Stored dataset entries:
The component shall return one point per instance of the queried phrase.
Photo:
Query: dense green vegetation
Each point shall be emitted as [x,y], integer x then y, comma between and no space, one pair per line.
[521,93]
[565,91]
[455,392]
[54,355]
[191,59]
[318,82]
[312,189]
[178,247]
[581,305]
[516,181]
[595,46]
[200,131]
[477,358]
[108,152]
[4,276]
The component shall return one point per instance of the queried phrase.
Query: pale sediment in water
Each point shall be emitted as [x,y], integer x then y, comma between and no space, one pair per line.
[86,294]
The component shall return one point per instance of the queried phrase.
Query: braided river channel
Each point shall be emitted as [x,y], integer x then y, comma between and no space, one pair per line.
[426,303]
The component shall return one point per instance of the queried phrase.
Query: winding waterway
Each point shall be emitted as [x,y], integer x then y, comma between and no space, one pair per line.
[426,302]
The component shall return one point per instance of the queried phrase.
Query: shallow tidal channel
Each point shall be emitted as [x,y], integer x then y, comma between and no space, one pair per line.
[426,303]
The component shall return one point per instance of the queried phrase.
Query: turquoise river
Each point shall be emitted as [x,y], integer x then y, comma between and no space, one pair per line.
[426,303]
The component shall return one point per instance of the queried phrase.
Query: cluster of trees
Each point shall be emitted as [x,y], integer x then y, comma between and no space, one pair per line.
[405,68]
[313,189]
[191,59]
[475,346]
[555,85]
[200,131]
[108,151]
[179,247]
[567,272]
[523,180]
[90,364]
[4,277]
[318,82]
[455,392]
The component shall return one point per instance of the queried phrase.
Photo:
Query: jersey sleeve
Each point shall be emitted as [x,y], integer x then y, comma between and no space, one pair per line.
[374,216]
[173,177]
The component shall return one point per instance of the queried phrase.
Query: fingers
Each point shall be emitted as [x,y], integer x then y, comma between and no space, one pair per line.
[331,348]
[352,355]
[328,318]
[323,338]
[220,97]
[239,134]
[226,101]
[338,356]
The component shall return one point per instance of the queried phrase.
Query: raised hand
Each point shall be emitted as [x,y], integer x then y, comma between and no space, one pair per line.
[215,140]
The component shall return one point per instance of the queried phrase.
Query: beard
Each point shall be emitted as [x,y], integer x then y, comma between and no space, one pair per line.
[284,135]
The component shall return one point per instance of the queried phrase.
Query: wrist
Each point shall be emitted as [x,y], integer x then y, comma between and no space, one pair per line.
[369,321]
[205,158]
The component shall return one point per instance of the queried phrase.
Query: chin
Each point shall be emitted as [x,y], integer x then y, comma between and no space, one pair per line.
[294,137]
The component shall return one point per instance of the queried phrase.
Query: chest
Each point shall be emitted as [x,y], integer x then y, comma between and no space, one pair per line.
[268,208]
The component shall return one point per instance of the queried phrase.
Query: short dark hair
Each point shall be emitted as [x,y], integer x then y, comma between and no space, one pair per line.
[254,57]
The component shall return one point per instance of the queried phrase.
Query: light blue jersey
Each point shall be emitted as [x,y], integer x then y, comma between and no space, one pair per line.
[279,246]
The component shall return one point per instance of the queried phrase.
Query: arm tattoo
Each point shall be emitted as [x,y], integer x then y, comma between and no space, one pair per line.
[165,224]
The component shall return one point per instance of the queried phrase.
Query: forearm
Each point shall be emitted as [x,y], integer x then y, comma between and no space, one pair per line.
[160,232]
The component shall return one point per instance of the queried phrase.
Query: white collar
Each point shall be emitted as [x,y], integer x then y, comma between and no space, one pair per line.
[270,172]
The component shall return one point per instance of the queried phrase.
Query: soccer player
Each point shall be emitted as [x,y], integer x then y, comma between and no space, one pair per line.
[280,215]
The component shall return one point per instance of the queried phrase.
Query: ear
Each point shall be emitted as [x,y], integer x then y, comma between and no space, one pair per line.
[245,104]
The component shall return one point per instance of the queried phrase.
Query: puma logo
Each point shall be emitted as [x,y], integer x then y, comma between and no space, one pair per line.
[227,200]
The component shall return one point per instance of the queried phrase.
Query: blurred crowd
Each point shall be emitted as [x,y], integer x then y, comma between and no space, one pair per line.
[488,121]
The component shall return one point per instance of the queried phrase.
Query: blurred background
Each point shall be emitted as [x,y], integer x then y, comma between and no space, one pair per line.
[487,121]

TASK STATEMENT:
Count the lines in the data above that contain the word "blurred". Report only the number.

TASK OUTPUT:
2